▼▼▼

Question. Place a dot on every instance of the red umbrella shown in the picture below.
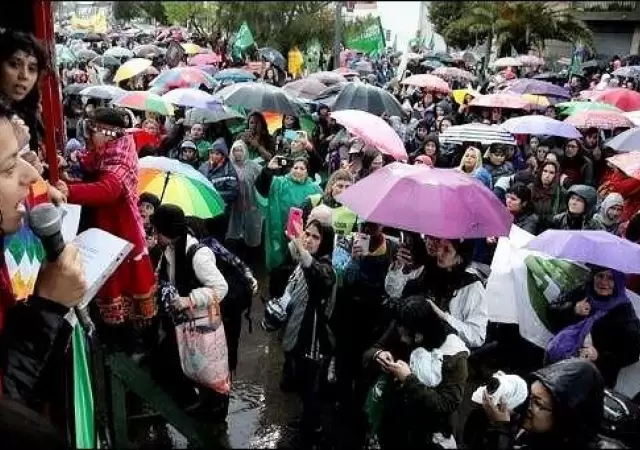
(625, 99)
(428, 82)
(504, 100)
(603, 120)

▲▲▲

## TO BE DONE
Format the records above as a JSON list of strings, one string per line, with blank lines skipped and the pictures left out.

## FULL OUTPUT
[
  "Question. Place a dot on every instance of the red umbrella shown in the picture below.",
  "(625, 99)",
  "(428, 82)",
  "(504, 100)",
  "(603, 120)"
]